# WHAT YOU ARE ASKED TO DO
Continue the knitting blog post below, starting after its last sentence.

# TEXT BLOCK
★ ★ ★ ★ ★ ★ ★

I've been so overwhelmed that I haven't even played with my new camera yet.  My sprained right shoulder is getting better.  I found using a bag of peas, or any tiny vegetables, really is the right treatment for some parts of the body, mainly my underarm.  However, the spring allergies have already arrived.  Maybe they'll be offset enough by sunshine, warm temperatures and green growth so that I'm productive again.

I am also happy that the turquoise and purple fingering yarns I bought for a shawl are also the right shades to go with a skirt that I found at a rummage sale.  It's linen blend with large, modern abstract flowers.  I found out last year that I'll need a shawl in the summer too. Now I need to decide on a pattern.  I've been pondering it for a while.  I also want to figure out how to shorten the very long skirt and use what I cut off to make a vest.  It's too pretty to waste. 

Sunday, March 22, 2015

From Startitis to Finishitis

I seem to have left my phase of “startitis” behind.  It’s a very descriptive term I remember from Stephanie Pearl-McPhee’s writing.  My startitis didn’t have the same characteristics that hers does.  Mine came about because I attended a weekly knitting group.  I learned quickly that it was not a good idea to knit anything very complicated there.  The talk would make it a little too difficult to give the necessary attention to anything fussy.  I’d have to tink it back later at home and start over.

★ ★ ★ ★ ★ ★ ★

# DATASET EXCERPTS
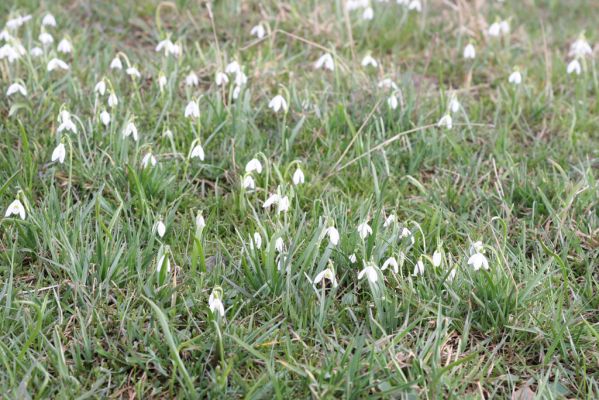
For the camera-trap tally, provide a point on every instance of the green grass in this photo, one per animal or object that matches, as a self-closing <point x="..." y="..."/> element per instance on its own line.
<point x="85" y="314"/>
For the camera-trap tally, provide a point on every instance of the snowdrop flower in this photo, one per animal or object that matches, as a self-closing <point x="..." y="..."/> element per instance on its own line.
<point x="100" y="87"/>
<point x="333" y="235"/>
<point x="192" y="110"/>
<point x="105" y="118"/>
<point x="64" y="46"/>
<point x="221" y="79"/>
<point x="148" y="160"/>
<point x="390" y="220"/>
<point x="16" y="88"/>
<point x="437" y="258"/>
<point x="580" y="48"/>
<point x="368" y="14"/>
<point x="46" y="38"/>
<point x="325" y="61"/>
<point x="391" y="262"/>
<point x="192" y="79"/>
<point x="233" y="68"/>
<point x="279" y="245"/>
<point x="445" y="121"/>
<point x="369" y="61"/>
<point x="15" y="208"/>
<point x="215" y="303"/>
<point x="133" y="72"/>
<point x="49" y="20"/>
<point x="469" y="52"/>
<point x="574" y="67"/>
<point x="248" y="183"/>
<point x="197" y="152"/>
<point x="258" y="31"/>
<point x="131" y="130"/>
<point x="253" y="165"/>
<point x="298" y="177"/>
<point x="257" y="240"/>
<point x="57" y="63"/>
<point x="59" y="153"/>
<point x="415" y="5"/>
<point x="113" y="101"/>
<point x="36" y="52"/>
<point x="364" y="230"/>
<point x="116" y="63"/>
<point x="515" y="78"/>
<point x="278" y="103"/>
<point x="478" y="261"/>
<point x="418" y="268"/>
<point x="392" y="102"/>
<point x="327" y="274"/>
<point x="370" y="272"/>
<point x="159" y="228"/>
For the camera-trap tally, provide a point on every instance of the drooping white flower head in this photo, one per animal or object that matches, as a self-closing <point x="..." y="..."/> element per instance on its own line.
<point x="278" y="103"/>
<point x="325" y="61"/>
<point x="391" y="262"/>
<point x="364" y="230"/>
<point x="65" y="46"/>
<point x="15" y="208"/>
<point x="253" y="165"/>
<point x="258" y="31"/>
<point x="192" y="79"/>
<point x="445" y="121"/>
<point x="371" y="273"/>
<point x="298" y="177"/>
<point x="57" y="63"/>
<point x="159" y="228"/>
<point x="16" y="88"/>
<point x="192" y="110"/>
<point x="478" y="261"/>
<point x="59" y="153"/>
<point x="469" y="52"/>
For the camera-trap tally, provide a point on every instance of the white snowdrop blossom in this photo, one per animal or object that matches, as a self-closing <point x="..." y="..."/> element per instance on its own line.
<point x="333" y="235"/>
<point x="131" y="130"/>
<point x="515" y="78"/>
<point x="445" y="121"/>
<point x="469" y="52"/>
<point x="391" y="262"/>
<point x="258" y="31"/>
<point x="253" y="165"/>
<point x="59" y="153"/>
<point x="574" y="67"/>
<point x="298" y="177"/>
<point x="48" y="20"/>
<point x="192" y="79"/>
<point x="197" y="152"/>
<point x="215" y="304"/>
<point x="148" y="160"/>
<point x="248" y="183"/>
<point x="278" y="103"/>
<point x="327" y="274"/>
<point x="65" y="46"/>
<point x="364" y="230"/>
<point x="116" y="63"/>
<point x="478" y="261"/>
<point x="160" y="228"/>
<point x="325" y="61"/>
<point x="370" y="272"/>
<point x="192" y="110"/>
<point x="15" y="208"/>
<point x="16" y="88"/>
<point x="57" y="63"/>
<point x="221" y="79"/>
<point x="105" y="117"/>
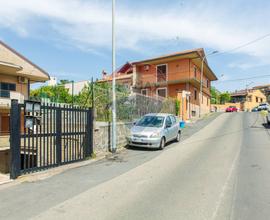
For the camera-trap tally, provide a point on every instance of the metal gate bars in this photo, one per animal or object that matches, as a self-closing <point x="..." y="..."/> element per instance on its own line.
<point x="44" y="136"/>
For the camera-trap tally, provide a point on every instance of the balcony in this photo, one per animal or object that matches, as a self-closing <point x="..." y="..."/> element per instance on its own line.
<point x="6" y="96"/>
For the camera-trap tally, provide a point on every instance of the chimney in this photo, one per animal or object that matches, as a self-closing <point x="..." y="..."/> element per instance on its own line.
<point x="104" y="74"/>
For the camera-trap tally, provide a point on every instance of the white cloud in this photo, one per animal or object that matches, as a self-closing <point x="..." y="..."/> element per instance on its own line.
<point x="87" y="24"/>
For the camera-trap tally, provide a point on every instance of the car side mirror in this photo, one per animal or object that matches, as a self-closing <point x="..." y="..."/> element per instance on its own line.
<point x="168" y="125"/>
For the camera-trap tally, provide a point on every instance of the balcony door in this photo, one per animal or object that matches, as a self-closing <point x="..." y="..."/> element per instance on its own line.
<point x="162" y="73"/>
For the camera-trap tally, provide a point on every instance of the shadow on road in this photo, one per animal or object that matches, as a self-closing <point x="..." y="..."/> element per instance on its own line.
<point x="265" y="125"/>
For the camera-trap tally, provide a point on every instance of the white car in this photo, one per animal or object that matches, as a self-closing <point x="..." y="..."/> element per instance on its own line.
<point x="264" y="106"/>
<point x="154" y="131"/>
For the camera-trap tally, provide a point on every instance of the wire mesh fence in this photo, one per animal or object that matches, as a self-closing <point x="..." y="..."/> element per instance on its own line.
<point x="129" y="105"/>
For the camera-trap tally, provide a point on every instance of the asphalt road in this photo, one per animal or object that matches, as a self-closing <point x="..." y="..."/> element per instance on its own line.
<point x="221" y="172"/>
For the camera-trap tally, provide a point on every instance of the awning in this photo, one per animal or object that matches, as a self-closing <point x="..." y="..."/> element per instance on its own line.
<point x="9" y="68"/>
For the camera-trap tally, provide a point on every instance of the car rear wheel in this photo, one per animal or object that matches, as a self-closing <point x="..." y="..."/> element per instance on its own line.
<point x="178" y="137"/>
<point x="162" y="143"/>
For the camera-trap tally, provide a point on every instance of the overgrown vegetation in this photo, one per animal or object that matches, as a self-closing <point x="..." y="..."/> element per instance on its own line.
<point x="129" y="106"/>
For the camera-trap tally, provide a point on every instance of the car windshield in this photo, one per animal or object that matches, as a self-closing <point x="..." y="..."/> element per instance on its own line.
<point x="151" y="121"/>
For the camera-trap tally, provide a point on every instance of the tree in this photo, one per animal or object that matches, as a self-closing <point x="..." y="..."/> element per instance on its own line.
<point x="225" y="97"/>
<point x="215" y="96"/>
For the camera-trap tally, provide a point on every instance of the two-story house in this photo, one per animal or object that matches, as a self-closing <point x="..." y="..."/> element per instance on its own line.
<point x="177" y="75"/>
<point x="17" y="73"/>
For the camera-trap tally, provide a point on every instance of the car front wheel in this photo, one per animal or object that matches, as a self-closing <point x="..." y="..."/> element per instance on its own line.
<point x="162" y="143"/>
<point x="178" y="137"/>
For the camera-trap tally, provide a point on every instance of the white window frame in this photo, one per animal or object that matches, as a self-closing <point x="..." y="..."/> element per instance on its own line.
<point x="144" y="90"/>
<point x="195" y="92"/>
<point x="167" y="70"/>
<point x="161" y="89"/>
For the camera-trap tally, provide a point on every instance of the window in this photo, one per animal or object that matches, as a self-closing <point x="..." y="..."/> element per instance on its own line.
<point x="5" y="89"/>
<point x="162" y="92"/>
<point x="151" y="121"/>
<point x="173" y="119"/>
<point x="161" y="73"/>
<point x="168" y="121"/>
<point x="8" y="86"/>
<point x="144" y="92"/>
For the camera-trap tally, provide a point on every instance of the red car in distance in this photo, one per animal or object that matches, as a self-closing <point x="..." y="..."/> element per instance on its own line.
<point x="231" y="109"/>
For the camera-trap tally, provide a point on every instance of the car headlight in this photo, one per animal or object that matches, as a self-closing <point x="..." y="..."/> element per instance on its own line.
<point x="155" y="135"/>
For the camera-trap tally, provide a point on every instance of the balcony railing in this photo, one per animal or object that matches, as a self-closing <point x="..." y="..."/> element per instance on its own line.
<point x="6" y="96"/>
<point x="4" y="93"/>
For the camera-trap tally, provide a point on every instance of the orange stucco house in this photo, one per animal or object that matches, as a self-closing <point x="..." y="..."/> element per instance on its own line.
<point x="176" y="75"/>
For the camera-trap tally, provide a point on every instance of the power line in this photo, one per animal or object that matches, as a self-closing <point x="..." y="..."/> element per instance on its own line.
<point x="243" y="45"/>
<point x="243" y="79"/>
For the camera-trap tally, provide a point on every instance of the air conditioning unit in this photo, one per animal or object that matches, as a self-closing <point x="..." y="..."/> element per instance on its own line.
<point x="146" y="67"/>
<point x="22" y="80"/>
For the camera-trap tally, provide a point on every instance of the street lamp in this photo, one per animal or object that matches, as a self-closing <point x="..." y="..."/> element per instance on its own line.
<point x="247" y="85"/>
<point x="201" y="81"/>
<point x="113" y="147"/>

★ ★ ★ ★ ★ ★ ★

# RESPONSE AREA
 
Vest waiting for finishing, Spring Mist colorway dyed by my late friend Kay ten Kraft.
I reached the part of a vest requiring some attention so I decided to start the body of the next vest.  I let this continue until I had almost finished 3 vests and 2 pullovers, knit one vest to discover it was much too large, one variegated vest knit in one pattern that I unraveled to knit in another for which I don’t think there’s enough yarn, and a hand-painted vest I changed my mind about.  I did manage to knit and finish 2 pairs of slippers (that still need to be felted--its difficult when you don't want to pay six dollars at the laundry mat to do so), a shawl, a hat, a holly leaf and berry tree ornament and a holly leaf and berry barrette.

Not to mention the sock it took me about two years to turn the heel on.  I was knitting a sock from the toe up and no one else from my group had done that.  I had trouble understand the short row instructions.  I looked for instructions for other kinds of heels.  Several sets of instructions on the web seemed to stop in the middle of the instructions.  At least this woman who knit her last heels thirty years earlier didn't know how to continue on from the instructions given.  I eventually found one heel pattern to use, but I wasn’t thrilled with the way it looked finished.  I’m going to try the Sox Therapist’s Fish Lips Kiss Heel.  I like the way it looks finished.

This past summer I tried to knit the Bold and Blended Striped Wrap, twice, and it never came out right.  I kept running out of one color.  I wonder possibly if not all skeins in the brand are the same yardage all the time. Tre o Molti might be a better choice for my selection of yarn.  It is more like I saw in my mind’s eye.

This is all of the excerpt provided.